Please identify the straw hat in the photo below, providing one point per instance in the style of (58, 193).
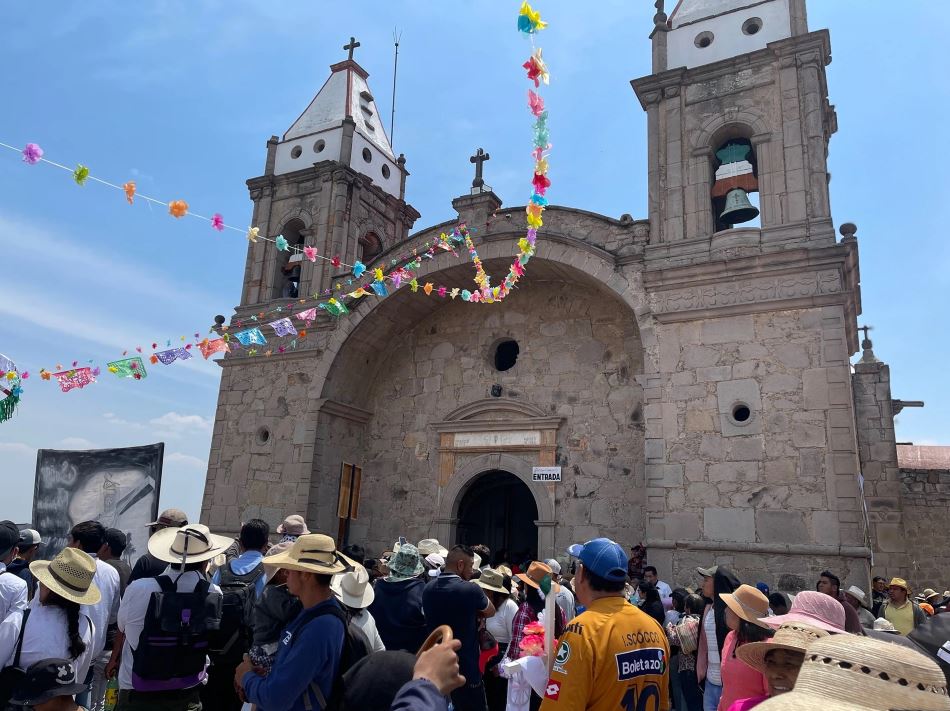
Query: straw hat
(749, 603)
(312, 553)
(428, 546)
(69, 575)
(792, 636)
(846, 672)
(353, 589)
(536, 573)
(815, 609)
(492, 580)
(293, 525)
(192, 543)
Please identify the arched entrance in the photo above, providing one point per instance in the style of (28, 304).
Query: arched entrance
(499, 510)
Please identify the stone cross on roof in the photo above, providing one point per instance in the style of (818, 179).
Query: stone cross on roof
(478, 159)
(351, 47)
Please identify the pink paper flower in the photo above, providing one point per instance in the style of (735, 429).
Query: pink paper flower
(32, 154)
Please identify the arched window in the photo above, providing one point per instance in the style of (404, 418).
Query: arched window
(287, 280)
(370, 247)
(736, 185)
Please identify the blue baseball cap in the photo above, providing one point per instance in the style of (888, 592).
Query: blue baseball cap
(602, 557)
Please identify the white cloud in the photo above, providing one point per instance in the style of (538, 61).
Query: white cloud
(186, 460)
(17, 448)
(76, 443)
(177, 423)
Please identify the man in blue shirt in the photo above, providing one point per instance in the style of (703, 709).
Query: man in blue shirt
(241, 581)
(310, 648)
(455, 601)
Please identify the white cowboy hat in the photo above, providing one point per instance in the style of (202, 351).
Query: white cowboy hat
(189, 544)
(353, 588)
(312, 553)
(69, 575)
(427, 546)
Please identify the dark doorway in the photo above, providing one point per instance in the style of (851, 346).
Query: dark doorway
(499, 510)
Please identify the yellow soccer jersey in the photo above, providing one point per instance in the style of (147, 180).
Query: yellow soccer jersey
(613, 657)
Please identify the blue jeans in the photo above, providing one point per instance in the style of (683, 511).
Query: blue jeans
(711, 696)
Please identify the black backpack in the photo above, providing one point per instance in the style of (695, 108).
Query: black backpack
(355, 647)
(233, 637)
(174, 642)
(11, 676)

-----

> **WHAT THIS TASK INVOLVES**
Transcribe, word for word, only the material from its opening line through the line containing "Please identify the arched entrance", both ends included, and omit the pictures.

> **EXERCISE OUTPUT**
Please identify the straw hat in the photo below, providing one point per instance in the style of (58, 193).
Query: straw hat
(749, 603)
(312, 553)
(428, 546)
(69, 575)
(792, 636)
(846, 672)
(353, 589)
(536, 573)
(815, 609)
(492, 580)
(293, 525)
(192, 543)
Please identify the arched entrance in the photo above, providing one point per instance in the style of (28, 304).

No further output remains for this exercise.